***** PAGE *****
Le week-end dernier, le locataire de la Maison Blanche n'a cessé de vanter son bilan économique dans le Montana. "L'Amérique est en plein essor. Les républicains ont adopté une réduction d'impôt massive pour (...) ceux qui travaillent. Nous allons bientôt suivre dans la foulée avec une réduction supplémentaire de 10% pour la classe moyenne", a-t-il déclaré.

Ralentissement en vue pour la croissance

Les performances économiques américaines auraient de quoi provoquer des jalousies chez les dirigeants des pays développés. En effet, les derniers résultats du PIB indiquent que la croissance reste sur un rythme soutenu à 3,5% en rythme annuel au troisième trimestre en dépit des tensions commerciales. Même si cela représente un coup de frein par rapport au trimestre précédent (4,2%), la progression du PIB est supérieure aux prévisions des analystes. Ces derniers tablaient sur une croissance de 3,3%.

Mais cette croissance vigoureuse devrait ralentir dans les mois à venir. Dans ses dernières projections, le Fonds monétaire international (FMI) expliquait que "aux États-Unis, la croissance s'affaiblira, car les effets de la relance budgétaire commenceront à s'estomper en 2020, à un moment où le cycle de durcissement monétaire devrait être à son sommet." L'institution basée à Washington anticipe une croissance de 2,1% en 2019 contre 2,4% en 2018 et 2,3% en 2017.

"En dépit de l'expansion actuelle de la demande, nous avons révisé à la baisse notre prévision de croissance américaine pour 2019 en raison des droits de douane qui ont été imposés récemment sur une large gamme d'importations chinoises, ainsi que des mesures de rétorsion prises par la Chine" ajoute le fonds dans une note de blog.
*****
**CONSIGNES:**
(A) D'après l'article sur l'économie américaine, pour quelle raison le FMI a-t-il abaissé sa prévision de croissance des États-Unis pour 2019 ? Répondez en une à trois phrases.
(B) Poursuivez l'article sur l'économie américaine à partir de sa dernière phrase.
***** EXTRAITS DE DONNÉES *****
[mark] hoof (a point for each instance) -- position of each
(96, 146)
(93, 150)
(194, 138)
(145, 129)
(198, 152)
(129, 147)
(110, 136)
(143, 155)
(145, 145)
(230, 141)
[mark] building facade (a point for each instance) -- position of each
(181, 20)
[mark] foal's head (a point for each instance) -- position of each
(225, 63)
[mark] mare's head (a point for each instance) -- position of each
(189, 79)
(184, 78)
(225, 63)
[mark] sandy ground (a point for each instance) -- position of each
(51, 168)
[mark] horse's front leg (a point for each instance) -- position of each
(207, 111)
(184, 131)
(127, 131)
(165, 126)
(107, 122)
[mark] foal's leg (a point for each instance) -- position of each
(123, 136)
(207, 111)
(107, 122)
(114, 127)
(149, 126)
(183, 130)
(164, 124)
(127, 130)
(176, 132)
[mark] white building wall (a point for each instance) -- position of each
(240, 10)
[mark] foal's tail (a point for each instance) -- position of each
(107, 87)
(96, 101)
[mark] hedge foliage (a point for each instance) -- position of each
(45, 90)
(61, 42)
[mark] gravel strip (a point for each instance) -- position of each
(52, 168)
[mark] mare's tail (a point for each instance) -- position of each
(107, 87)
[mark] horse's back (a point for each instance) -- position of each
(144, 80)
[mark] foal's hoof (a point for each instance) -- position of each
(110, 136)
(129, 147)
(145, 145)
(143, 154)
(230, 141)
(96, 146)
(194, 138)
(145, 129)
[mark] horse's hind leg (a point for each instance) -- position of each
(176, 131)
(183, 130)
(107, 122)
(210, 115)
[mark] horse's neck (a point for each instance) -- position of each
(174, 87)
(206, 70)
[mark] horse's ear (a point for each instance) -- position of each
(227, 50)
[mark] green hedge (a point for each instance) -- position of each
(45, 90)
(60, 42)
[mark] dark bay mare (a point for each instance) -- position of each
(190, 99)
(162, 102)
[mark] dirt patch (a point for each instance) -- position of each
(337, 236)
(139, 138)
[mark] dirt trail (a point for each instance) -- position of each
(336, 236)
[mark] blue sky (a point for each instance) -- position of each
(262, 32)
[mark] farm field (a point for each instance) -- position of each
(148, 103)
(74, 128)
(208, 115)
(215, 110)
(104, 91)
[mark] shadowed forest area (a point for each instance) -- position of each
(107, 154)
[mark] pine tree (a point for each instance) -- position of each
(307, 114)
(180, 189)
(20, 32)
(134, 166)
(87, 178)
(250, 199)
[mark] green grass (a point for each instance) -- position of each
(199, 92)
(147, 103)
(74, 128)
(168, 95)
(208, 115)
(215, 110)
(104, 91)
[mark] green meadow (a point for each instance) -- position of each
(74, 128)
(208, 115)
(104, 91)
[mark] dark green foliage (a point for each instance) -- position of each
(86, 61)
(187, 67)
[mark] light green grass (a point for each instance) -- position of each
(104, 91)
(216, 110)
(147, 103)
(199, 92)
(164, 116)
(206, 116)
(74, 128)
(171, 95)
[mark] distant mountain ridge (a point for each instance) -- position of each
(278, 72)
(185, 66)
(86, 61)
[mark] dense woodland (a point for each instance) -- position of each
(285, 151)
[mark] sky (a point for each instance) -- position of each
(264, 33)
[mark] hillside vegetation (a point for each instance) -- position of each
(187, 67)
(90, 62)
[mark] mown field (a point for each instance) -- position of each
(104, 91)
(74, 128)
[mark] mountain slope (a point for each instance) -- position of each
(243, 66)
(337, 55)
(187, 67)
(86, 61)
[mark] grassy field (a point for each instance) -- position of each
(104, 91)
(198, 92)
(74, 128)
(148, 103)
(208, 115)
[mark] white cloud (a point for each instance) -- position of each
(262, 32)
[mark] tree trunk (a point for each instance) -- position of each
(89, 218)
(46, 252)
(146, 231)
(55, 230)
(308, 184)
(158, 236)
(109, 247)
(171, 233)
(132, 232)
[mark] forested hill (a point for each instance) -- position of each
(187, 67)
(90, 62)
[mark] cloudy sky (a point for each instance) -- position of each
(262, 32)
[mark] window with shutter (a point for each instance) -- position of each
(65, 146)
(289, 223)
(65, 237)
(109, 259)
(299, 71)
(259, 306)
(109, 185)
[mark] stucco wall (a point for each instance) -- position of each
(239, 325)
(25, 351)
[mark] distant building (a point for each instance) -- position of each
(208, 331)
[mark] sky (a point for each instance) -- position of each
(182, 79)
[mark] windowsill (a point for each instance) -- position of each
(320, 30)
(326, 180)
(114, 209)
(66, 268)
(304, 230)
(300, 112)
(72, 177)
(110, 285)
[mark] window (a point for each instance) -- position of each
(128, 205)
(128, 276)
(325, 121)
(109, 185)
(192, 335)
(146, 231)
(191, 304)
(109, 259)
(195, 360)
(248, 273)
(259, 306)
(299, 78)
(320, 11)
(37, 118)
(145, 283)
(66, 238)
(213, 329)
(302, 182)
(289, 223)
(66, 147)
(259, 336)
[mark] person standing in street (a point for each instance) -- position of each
*****
**RÉPONSES DANS L'ORDRE:**
(A) Le FMI a abaissé sa prévision en raison des droits de douane imposés récemment sur une large gamme d'importations chinoises, ainsi que des mesures de rétorsion prises par la Chine. Il l'a fait en dépit de l'expansion actuelle de la demande.

(B)
Du côté de la bourse, Wall Street est attendue sans grand changement ce lundi 5 novembre à la veille des élections, les bourses européennes évoluant pour leur part en hausse modérée dans un contexte de marché toujours marqué par les craintes entourant le resserrement monétaire en cours aux États-Unis, le conflit commercial entre Washington et Pékin, et le ralentissement de l'économie chinoise. La banque centrale américaine, qui fera donc ses annonces le 8 novembre prochain, devrait opter pour le statu quo, en raison notamment des incertitudes liées aux "midterms", souligne Reuters.

Chômage au plus bas

Sur le front de l'emploi, les signaux sont au vert pour l'économie américaine. Le taux de chômage au sens du bureau international du travail (BIT) est resté stable en octobre à 3,7% de la population active selon le dernier communiqué du département du travail publié le 2 novembre dernier. C'est le taux le plus bas depuis 1969. En dépit du passage de l'ouragan Michael en Floride, les créations d'emploi ont atteint 250.000 en octobre après 118.000 en septembre, dépassant les prévisions des analystes qui tablaient sur 185.000 créations.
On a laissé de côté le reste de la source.